### Aufgabenstellung
• a. Gib den Abschnitt aus dem Text über Forrest Gump wortgetreu wieder, und zwar zwischen „Tom Hanks, Robin“ und „Christine Seabrook u.a.“, beide eingeschlossen.
• b. Beantworte anhand des Textes über Forrest Gump:
(i) Wer führte Regie?
(ii) Wie lang ist der Film?
(iii) Wer sind laut Inhaltsangabe die einzigen, die an Forrest glauben?

### Ausgangstext
* * *
Ein echter Mann von Welt im
schönsten Film des Jahres 1994

Titel Forrest Gump
(Forrest Gump)
Drehbuch Eric Roth
nach dem Roman von Winston Groom
Regie Robert Zemeckis, USA 1994
Darsteller

Tom Hanks, Robin Wright Penn, Gary Sinise, Mykelti Williamson, Sally Field, Rebecca Williams, Michael Conner Humphreys, Harold G. Herthum, George Kelly, Bob Penny, John Randall, Sam Anderson, Margo Moorer, Gump's Housekeeper, Ione M. Telech, Christine Seabrook u.a.

Genre Romanze, Drama
Filmlänge 142 Minuten
Deutschlandstart
13. Oktober 1994
Inhalt

Forrest Gump wird in den 40er Jahren in diese Welt geboren. Genauer gesagt: in die Südstaaten der USA. Sein IQ liegt unter 70, eine kaputte Wirbelsäule zwingt den Jungen, Beinschienen zu tragen. In der Schule wird der „Dumme“ allen gehänselt. Die einzigen, die an Forrest glauben, sind seine Mutter und Freundin Jenny.

Trotz der Steine, die ihm das Schicksal in den Weg gelegt hat, wird aus Forrest ein nationaler Star – Footballcrack, Vietnamheld, Tischtenniskoryphäe, Stammgast im Weißen Haus, erfolgreicher Geschäftsmann; in drei Jahrzehnten, die die USA entscheidend geprägt haben. Forrests moralischer Kompass hält ihn auf Kurs, frei nach seinem Motto: „Dumm ist nur, wer Dummes tut!

Oder: „Das Leben ist wie eine Schachtel Pralinen. Du weißt nie, was drin ist!

Was zu sagen wäre

Wunder pass-ier-en!“ formuliert Forrest Gump mit Nachdruck, und er kann das für sich vollumfänglich unterschreiben. Sein Leben ist eine Ansammlung von wunderbaren Ereignissen, die durch ein unerschütterliches Selbstvertrauen in das eigene Sein hervorgerufen werden, dem wiederum seine ebenso unerschütterliche Mutter mit Sinnsprüchen für jede Lebenslage Stärke eingehaucht hat: „Dumm ist der, der Dummes tut“ oder „Das Leben ist wie eine Schachtel Pralinen. Man weiß nie, was man kriegt“.
* * *
### Gegebene Einträge

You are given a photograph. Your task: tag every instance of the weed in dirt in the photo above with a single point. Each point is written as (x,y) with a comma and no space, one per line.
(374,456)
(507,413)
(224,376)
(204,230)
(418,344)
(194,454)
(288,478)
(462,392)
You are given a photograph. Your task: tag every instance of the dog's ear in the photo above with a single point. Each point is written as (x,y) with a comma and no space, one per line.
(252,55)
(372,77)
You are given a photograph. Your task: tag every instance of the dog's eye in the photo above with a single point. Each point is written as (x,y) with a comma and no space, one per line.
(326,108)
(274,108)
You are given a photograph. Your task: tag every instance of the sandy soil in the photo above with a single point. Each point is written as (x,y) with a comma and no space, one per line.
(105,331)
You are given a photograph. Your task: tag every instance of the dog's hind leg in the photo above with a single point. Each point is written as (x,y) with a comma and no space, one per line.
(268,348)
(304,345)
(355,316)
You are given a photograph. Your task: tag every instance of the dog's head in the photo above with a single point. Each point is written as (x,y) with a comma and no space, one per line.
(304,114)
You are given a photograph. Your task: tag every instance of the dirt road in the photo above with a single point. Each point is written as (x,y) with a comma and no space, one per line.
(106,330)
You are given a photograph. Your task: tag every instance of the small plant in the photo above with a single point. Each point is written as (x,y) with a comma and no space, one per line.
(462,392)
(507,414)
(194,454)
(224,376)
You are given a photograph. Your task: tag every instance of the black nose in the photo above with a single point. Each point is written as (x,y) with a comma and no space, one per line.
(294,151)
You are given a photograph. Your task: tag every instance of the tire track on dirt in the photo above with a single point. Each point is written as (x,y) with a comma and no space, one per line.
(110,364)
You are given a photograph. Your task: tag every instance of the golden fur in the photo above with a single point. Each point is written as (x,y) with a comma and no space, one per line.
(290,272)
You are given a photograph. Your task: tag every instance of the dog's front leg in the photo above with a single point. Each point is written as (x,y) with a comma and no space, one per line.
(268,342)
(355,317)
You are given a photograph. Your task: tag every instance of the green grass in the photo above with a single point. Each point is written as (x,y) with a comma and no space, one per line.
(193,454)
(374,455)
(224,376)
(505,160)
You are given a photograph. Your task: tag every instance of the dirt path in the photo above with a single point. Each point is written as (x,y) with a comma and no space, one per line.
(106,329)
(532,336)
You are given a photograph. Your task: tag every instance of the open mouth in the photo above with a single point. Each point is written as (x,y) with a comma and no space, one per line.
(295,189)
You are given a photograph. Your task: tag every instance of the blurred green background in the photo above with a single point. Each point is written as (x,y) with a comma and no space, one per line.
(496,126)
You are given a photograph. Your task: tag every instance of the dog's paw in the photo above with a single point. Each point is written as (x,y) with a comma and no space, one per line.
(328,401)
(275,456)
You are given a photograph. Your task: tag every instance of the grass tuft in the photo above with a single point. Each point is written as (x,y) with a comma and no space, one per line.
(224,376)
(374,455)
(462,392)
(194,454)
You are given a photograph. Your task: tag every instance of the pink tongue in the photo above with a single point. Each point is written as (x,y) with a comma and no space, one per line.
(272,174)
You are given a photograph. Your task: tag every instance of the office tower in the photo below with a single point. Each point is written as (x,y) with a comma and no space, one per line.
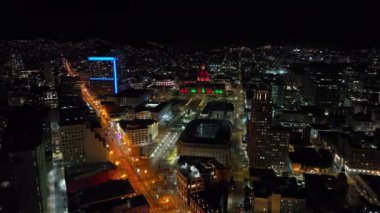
(267,146)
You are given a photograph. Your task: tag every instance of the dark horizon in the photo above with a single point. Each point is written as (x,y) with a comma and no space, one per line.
(294,23)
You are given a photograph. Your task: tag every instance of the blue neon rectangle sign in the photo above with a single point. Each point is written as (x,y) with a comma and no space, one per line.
(101,79)
(113,59)
(95,58)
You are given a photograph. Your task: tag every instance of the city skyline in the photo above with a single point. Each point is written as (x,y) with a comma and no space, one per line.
(259,23)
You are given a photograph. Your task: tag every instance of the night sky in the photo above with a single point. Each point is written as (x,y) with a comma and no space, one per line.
(273,22)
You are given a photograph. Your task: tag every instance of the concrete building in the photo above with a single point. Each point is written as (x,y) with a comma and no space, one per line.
(26,168)
(195,174)
(219,110)
(267,146)
(156,111)
(276,194)
(115,196)
(81,140)
(138,132)
(207,138)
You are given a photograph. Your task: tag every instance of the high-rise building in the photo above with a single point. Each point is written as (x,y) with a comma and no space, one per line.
(82,140)
(25,171)
(267,146)
(207,138)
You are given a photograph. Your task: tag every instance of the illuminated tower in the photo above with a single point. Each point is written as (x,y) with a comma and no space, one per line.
(258,128)
(267,146)
(203,76)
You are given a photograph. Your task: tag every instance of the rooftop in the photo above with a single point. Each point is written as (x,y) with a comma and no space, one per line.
(24,129)
(218,106)
(104,191)
(130,203)
(88,170)
(207,131)
(211,199)
(193,167)
(136,124)
(152,106)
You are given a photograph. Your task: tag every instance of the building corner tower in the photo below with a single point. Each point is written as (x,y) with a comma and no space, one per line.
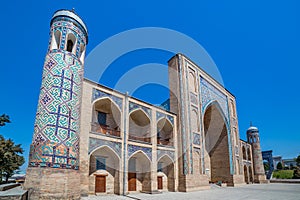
* * *
### Lösungen
• a.
Tom Hanks, Robin Wright Penn, Gary Sinise, Mykelti Williamson, Sally Field, Rebecca Williams, Michael Conner Humphreys, Harold G. Herthum, George Kelly, Bob Penny, John Randall, Sam Anderson, Margo Moorer, Gump's Housekeeper, Ione M. Telech, Christine Seabrook u.a.

• b.
(i) Robert Zemeckis
(ii) 142 Minuten
(iii) Seine Mutter und seine Freundin Jenny